What to work on – Rewrite the lines below as a JSON list of strings, one string per line, with blank lines omitted and the pictures left out.

The input –
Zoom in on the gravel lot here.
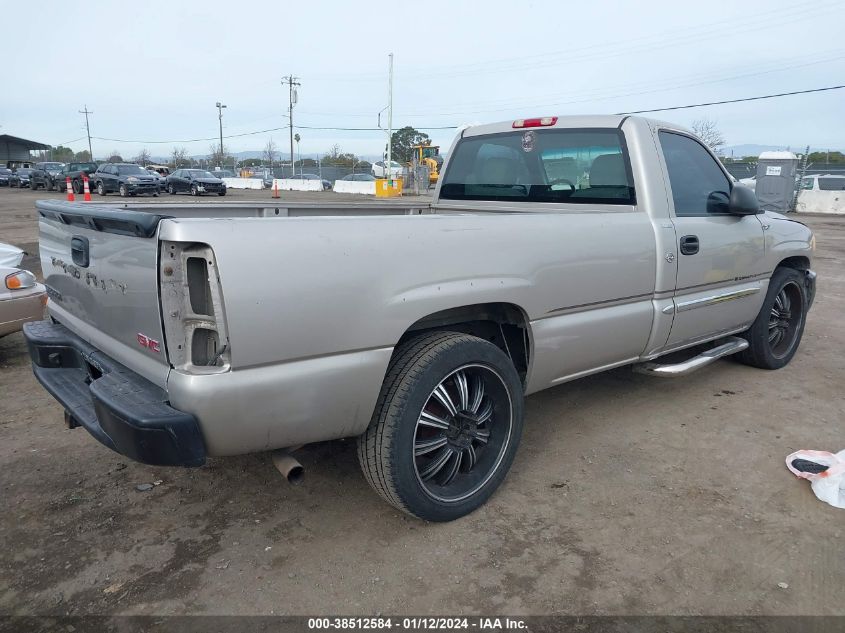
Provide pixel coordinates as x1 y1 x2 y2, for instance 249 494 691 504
0 189 845 615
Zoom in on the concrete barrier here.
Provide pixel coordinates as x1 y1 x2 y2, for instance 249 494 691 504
796 189 845 214
273 178 323 191
332 180 376 196
223 178 264 189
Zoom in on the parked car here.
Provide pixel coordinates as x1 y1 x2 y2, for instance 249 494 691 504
9 167 32 188
91 163 160 198
24 115 816 521
372 160 405 178
29 162 64 191
167 169 226 196
147 169 167 192
144 165 170 180
0 264 47 337
53 163 97 193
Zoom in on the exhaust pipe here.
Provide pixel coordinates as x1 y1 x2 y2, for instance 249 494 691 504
273 450 305 486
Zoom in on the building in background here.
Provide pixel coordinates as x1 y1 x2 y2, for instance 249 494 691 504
0 134 50 169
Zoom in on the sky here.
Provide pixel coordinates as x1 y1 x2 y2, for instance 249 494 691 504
0 0 845 158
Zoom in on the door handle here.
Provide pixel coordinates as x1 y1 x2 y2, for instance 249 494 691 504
681 235 698 255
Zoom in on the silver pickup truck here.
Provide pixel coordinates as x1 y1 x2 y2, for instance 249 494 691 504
25 116 815 521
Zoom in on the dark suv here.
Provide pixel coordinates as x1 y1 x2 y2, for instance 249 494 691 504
91 163 160 198
29 162 65 191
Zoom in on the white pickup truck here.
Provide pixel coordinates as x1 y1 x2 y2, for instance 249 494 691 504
25 116 815 521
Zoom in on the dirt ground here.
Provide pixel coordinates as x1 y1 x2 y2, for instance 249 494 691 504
0 189 845 615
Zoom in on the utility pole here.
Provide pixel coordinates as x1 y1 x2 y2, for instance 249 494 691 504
282 75 302 178
79 103 94 160
387 53 393 186
215 101 226 169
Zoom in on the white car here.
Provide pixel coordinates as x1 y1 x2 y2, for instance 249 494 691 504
372 160 405 178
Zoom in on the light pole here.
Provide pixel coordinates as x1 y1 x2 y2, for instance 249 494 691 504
215 101 226 169
293 133 302 180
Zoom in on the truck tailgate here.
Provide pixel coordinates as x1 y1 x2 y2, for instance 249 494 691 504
36 201 170 387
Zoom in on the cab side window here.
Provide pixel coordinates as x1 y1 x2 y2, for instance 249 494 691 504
658 131 731 217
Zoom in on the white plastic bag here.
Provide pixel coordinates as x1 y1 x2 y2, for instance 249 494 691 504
786 450 845 509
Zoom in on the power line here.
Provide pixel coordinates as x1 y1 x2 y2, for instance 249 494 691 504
79 103 94 160
282 75 302 169
616 84 845 114
77 84 845 145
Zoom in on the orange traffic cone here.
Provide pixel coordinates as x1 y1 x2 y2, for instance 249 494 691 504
82 174 91 202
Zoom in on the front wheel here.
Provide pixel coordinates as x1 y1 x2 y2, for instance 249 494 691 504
738 268 807 369
358 332 523 521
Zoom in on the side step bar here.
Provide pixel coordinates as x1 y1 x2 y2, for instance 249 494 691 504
634 336 748 378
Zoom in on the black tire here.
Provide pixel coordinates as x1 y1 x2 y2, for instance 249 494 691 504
737 268 807 369
358 332 524 521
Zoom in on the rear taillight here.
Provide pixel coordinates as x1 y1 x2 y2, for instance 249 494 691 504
513 116 557 128
159 242 230 373
6 270 35 290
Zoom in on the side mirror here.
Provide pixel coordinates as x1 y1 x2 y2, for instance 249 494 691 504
728 185 760 215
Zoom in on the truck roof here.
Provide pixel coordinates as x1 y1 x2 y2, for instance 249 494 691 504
461 114 684 138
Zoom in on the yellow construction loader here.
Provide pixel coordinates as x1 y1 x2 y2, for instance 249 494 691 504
414 145 443 185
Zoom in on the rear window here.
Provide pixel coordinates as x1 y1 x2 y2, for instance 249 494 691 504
819 178 845 191
440 129 635 205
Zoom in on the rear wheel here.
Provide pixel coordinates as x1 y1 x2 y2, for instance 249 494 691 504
358 332 523 521
738 268 807 369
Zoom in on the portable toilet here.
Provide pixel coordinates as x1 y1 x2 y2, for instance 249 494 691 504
755 152 798 213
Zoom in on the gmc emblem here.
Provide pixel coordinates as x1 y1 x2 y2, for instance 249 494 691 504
138 332 161 354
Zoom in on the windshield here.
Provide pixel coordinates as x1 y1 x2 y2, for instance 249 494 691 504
440 128 634 204
117 165 148 176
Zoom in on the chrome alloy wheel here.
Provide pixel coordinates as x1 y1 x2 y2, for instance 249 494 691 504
769 281 804 358
414 364 513 502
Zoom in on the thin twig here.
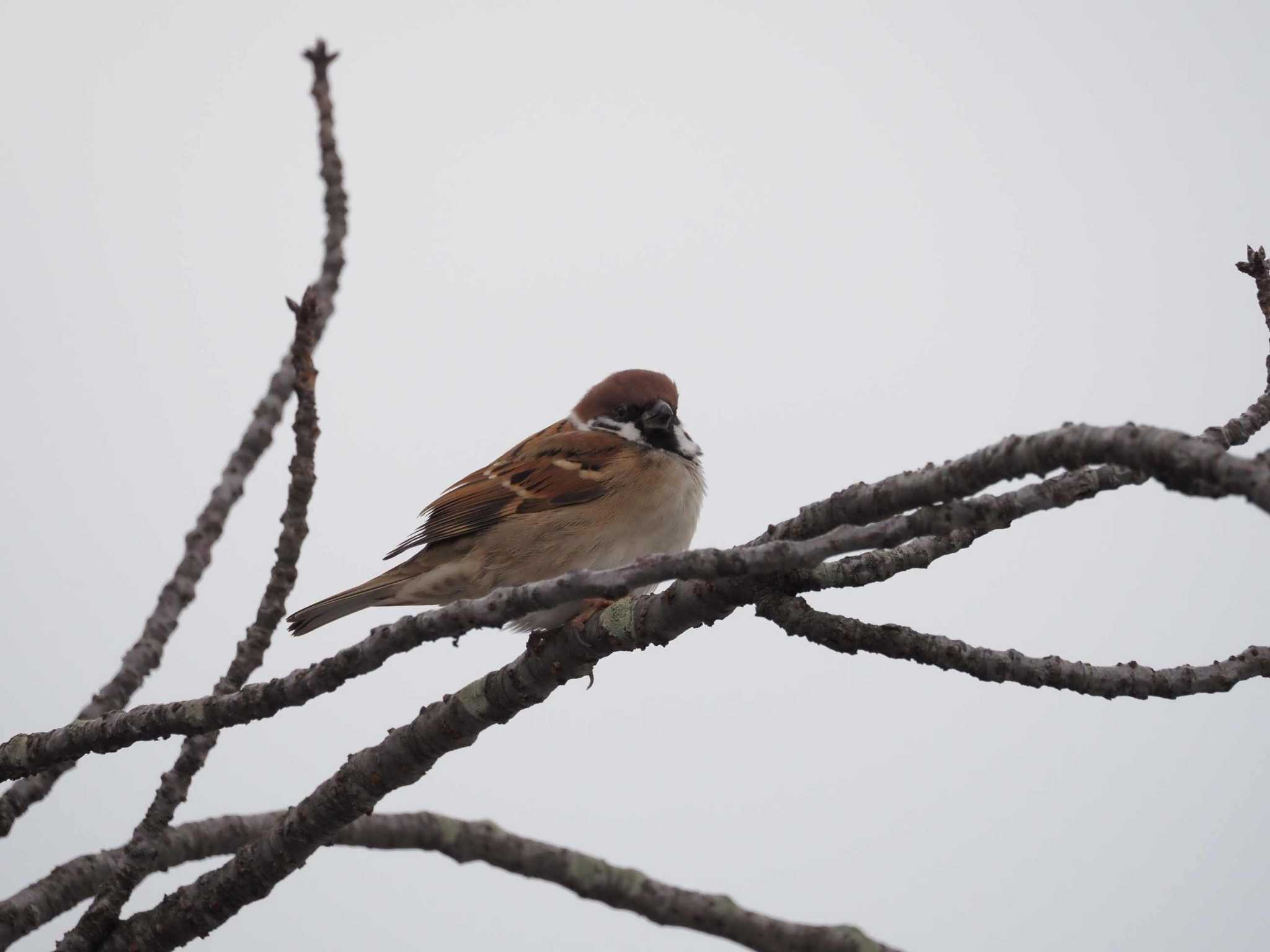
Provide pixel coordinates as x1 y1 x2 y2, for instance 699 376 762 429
0 810 888 952
57 287 319 952
10 424 1270 778
107 426 1270 952
0 39 348 837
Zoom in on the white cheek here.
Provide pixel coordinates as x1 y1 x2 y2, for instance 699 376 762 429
674 423 701 459
615 423 645 443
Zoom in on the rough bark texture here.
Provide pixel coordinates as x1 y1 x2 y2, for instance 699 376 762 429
10 424 1270 778
57 286 318 952
757 596 1270 700
0 810 889 952
0 41 348 837
0 33 1270 952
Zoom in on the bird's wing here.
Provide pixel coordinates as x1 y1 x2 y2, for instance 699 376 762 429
383 420 629 558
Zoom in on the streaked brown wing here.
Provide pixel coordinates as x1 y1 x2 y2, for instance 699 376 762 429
383 420 626 558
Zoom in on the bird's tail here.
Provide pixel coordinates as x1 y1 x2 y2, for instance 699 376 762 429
287 566 407 635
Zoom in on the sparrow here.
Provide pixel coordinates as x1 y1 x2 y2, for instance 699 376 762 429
287 369 706 635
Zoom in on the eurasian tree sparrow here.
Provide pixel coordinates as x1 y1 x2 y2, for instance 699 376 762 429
288 371 706 635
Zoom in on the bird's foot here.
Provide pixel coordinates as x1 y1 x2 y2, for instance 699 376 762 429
569 598 613 635
569 598 613 690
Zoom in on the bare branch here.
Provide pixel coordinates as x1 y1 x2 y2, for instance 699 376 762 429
0 810 888 952
0 526 990 778
10 424 1270 778
1204 245 1270 447
757 596 1270 700
57 287 318 952
99 416 1270 950
0 33 348 837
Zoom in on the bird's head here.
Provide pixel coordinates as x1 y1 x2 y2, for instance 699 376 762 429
569 371 701 459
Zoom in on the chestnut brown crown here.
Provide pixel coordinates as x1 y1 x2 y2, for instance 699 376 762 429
573 371 680 420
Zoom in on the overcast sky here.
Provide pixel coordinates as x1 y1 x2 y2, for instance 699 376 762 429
0 2 1270 952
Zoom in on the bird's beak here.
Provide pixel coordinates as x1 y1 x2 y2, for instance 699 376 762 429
641 400 674 430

Reply –
[
  "Zoom in on the gravel lot here.",
  "Provide pixel coordinates as x1 y1 x2 y2, for instance 249 494 691 504",
  "0 189 845 615",
  "Zoom in on the concrete barrier here.",
  "Provide pixel coordinates as x1 y1 x2 y2, for instance 249 494 691 504",
  "796 189 845 214",
  "273 178 323 191",
  "332 180 376 196",
  "223 178 264 189",
  "Zoom in on the parked car here.",
  "Provide pixel coordinates as x1 y1 x2 y2, for instance 249 494 691 504",
  "9 167 32 188",
  "91 163 160 198",
  "24 115 816 521",
  "372 160 405 178",
  "29 162 64 191",
  "167 169 226 196",
  "147 169 167 192",
  "144 165 170 180",
  "0 264 47 337",
  "53 163 97 193",
  "Zoom in on the exhaust pipe here.",
  "Provide pixel coordinates as x1 y1 x2 y2, for instance 249 494 691 504",
  "273 450 305 486",
  "Zoom in on the building in background here.",
  "Provide pixel coordinates as x1 y1 x2 y2, for instance 249 494 691 504",
  "0 134 50 169",
  "Zoom in on the sky here.",
  "Provide pixel coordinates as x1 y1 x2 y2, for instance 249 494 691 504",
  "0 0 845 158",
  "Zoom in on the door handle here.",
  "Provide pixel coordinates as x1 y1 x2 y2, for instance 249 494 691 504",
  "681 235 698 255",
  "Zoom in on the silver pickup truck here.",
  "Provide pixel coordinates as x1 y1 x2 y2, for instance 249 494 691 504",
  "25 116 815 521",
  "Zoom in on the dark suv here.",
  "Provide pixel coordinates as x1 y1 x2 y2, for instance 249 494 691 504",
  "91 163 160 198",
  "29 162 65 191",
  "Zoom in on the white pickup truck here.",
  "Provide pixel coordinates as x1 y1 x2 y2, for instance 249 494 691 504",
  "25 116 815 521",
  "Zoom in on the dirt ground here.",
  "Provide pixel coordinates as x1 y1 x2 y2, for instance 249 494 691 504",
  "0 189 845 615",
  "Zoom in on the utility pole here.",
  "Provide pixel coordinates as x1 y1 x2 y2, for instance 249 494 691 504",
  "282 75 302 178",
  "79 103 94 160",
  "387 53 393 186",
  "215 101 226 169",
  "Zoom in on the white car here.",
  "Provide pixel coordinates as x1 y1 x2 y2, for instance 249 494 691 504",
  "372 160 405 178",
  "Zoom in on the light pole here.",
  "Provide pixel coordinates as x1 y1 x2 y2, for instance 249 494 691 504",
  "215 101 226 169",
  "293 133 302 180",
  "Zoom in on the truck tailgate here.",
  "Provide pixel coordinates as x1 y1 x2 y2, for instance 249 494 691 504",
  "36 201 170 387",
  "Zoom in on the cab side window here.",
  "Provide pixel coordinates as x1 y1 x2 y2, for instance 249 494 691 504",
  "658 131 731 217",
  "Zoom in on the white plastic bag here.",
  "Provide pixel coordinates as x1 y1 x2 y2, for instance 249 494 691 504",
  "786 450 845 509",
  "Zoom in on the power line here.",
  "Provide pixel coordinates as x1 y1 x2 y2, for instance 249 494 691 504",
  "79 103 94 160",
  "282 75 302 169",
  "616 84 845 114",
  "77 84 845 145",
  "Zoom in on the orange traffic cone here.",
  "Provide pixel coordinates as x1 y1 x2 y2, for instance 249 494 691 504",
  "82 174 91 202",
  "Zoom in on the front wheel here.",
  "Provide pixel coordinates as x1 y1 x2 y2, for instance 249 494 691 504",
  "738 268 807 369",
  "358 332 523 521",
  "Zoom in on the side step bar here.",
  "Provide pixel coordinates as x1 y1 x2 y2, for instance 249 494 691 504",
  "634 336 748 378",
  "Zoom in on the black tire here.",
  "Provide pixel coordinates as x1 y1 x2 y2, for instance 249 494 691 504",
  "737 268 807 369",
  "358 332 524 521",
  "Zoom in on the rear taillight here.",
  "Provide pixel coordinates as x1 y1 x2 y2, for instance 249 494 691 504",
  "513 116 557 128",
  "159 242 230 373",
  "6 270 35 290",
  "Zoom in on the side mirror here.",
  "Provide pixel coordinates as x1 y1 x2 y2, for instance 249 494 691 504",
  "728 185 760 215",
  "Zoom in on the truck roof here.",
  "Provide pixel coordinates as x1 y1 x2 y2, for instance 249 494 691 504",
  "461 114 684 138",
  "Zoom in on the yellow construction loader here.",
  "Provide pixel coordinates as x1 y1 x2 y2, for instance 249 494 691 504",
  "414 145 443 185",
  "Zoom in on the rear window here.",
  "Provide pixel coordinates as x1 y1 x2 y2, for instance 249 494 691 504",
  "819 178 845 191",
  "440 129 635 205",
  "Zoom in on the rear wheel here.",
  "Provide pixel coordinates as x1 y1 x2 y2, for instance 249 494 691 504",
  "358 332 523 521",
  "738 268 807 369",
  "Zoom in on the portable toilet here.",
  "Provide pixel coordinates as x1 y1 x2 y2, for instance 249 494 691 504",
  "755 152 798 213",
  "Zoom in on the gmc emblem here.",
  "Provide pixel coordinates as x1 y1 x2 y2, for instance 249 494 691 504",
  "138 332 161 354",
  "Zoom in on the windshield here.",
  "Provide pixel coordinates as x1 y1 x2 y2, for instance 249 494 691 504",
  "440 128 634 204",
  "117 165 148 176",
  "Zoom in on the chrome alloy wheel here.",
  "Provide pixel coordinates as x1 y1 x2 y2, for instance 249 494 691 504",
  "769 281 804 358",
  "414 364 513 502",
  "Zoom in on the thin twig here.",
  "Provide pixel coordinates as x1 y1 x2 y2, for instance 699 376 762 429",
  "0 810 888 952",
  "57 287 319 952",
  "10 424 1270 778",
  "107 426 1270 952",
  "0 39 348 837",
  "Zoom in on the white cheek here.",
  "Provide pixel coordinates as x1 y1 x2 y2, for instance 699 376 762 429",
  "674 423 701 459",
  "615 423 645 443",
  "Zoom in on the rough bark texture here.",
  "Provide pixel coordinates as x1 y1 x2 y2, for instance 699 376 762 429",
  "10 424 1270 778",
  "57 286 318 952",
  "757 596 1270 700",
  "0 810 889 952",
  "0 41 348 837",
  "0 33 1270 952",
  "Zoom in on the bird's wing here.",
  "Provide pixel coordinates as x1 y1 x2 y2, for instance 699 376 762 429",
  "383 420 629 558",
  "Zoom in on the streaked brown wing here.",
  "Provide pixel coordinates as x1 y1 x2 y2, for instance 699 376 762 429",
  "383 420 626 558",
  "Zoom in on the bird's tail here.",
  "Provide pixel coordinates as x1 y1 x2 y2, for instance 699 376 762 429",
  "287 566 407 635",
  "Zoom in on the sparrow here.",
  "Provide pixel coordinates as x1 y1 x2 y2, for instance 699 376 762 429",
  "287 369 706 635",
  "Zoom in on the eurasian tree sparrow here.",
  "Provide pixel coordinates as x1 y1 x2 y2, for instance 699 376 762 429",
  "288 371 706 635",
  "Zoom in on the bird's foot here.",
  "Provide pixel coordinates as x1 y1 x2 y2, for instance 699 376 762 429",
  "569 598 613 635",
  "569 598 613 690",
  "Zoom in on the bare branch here.",
  "Provide pixel coordinates as x1 y1 x2 y2, for instance 699 376 762 429",
  "0 810 888 952",
  "0 526 990 778",
  "10 424 1270 778",
  "1204 245 1270 447",
  "757 596 1270 700",
  "57 287 318 952",
  "99 416 1270 950",
  "0 33 348 837",
  "Zoom in on the bird's head here.",
  "Provide pixel coordinates as x1 y1 x2 y2, for instance 699 376 762 429",
  "569 371 701 459",
  "Zoom in on the chestnut brown crown here.",
  "Provide pixel coordinates as x1 y1 x2 y2, for instance 699 376 762 429",
  "573 371 680 420",
  "Zoom in on the overcast sky here.",
  "Provide pixel coordinates as x1 y1 x2 y2, for instance 699 376 762 429",
  "0 2 1270 952",
  "Zoom in on the bird's beak here.",
  "Provide pixel coordinates as x1 y1 x2 y2, for instance 699 376 762 429",
  "641 400 674 430"
]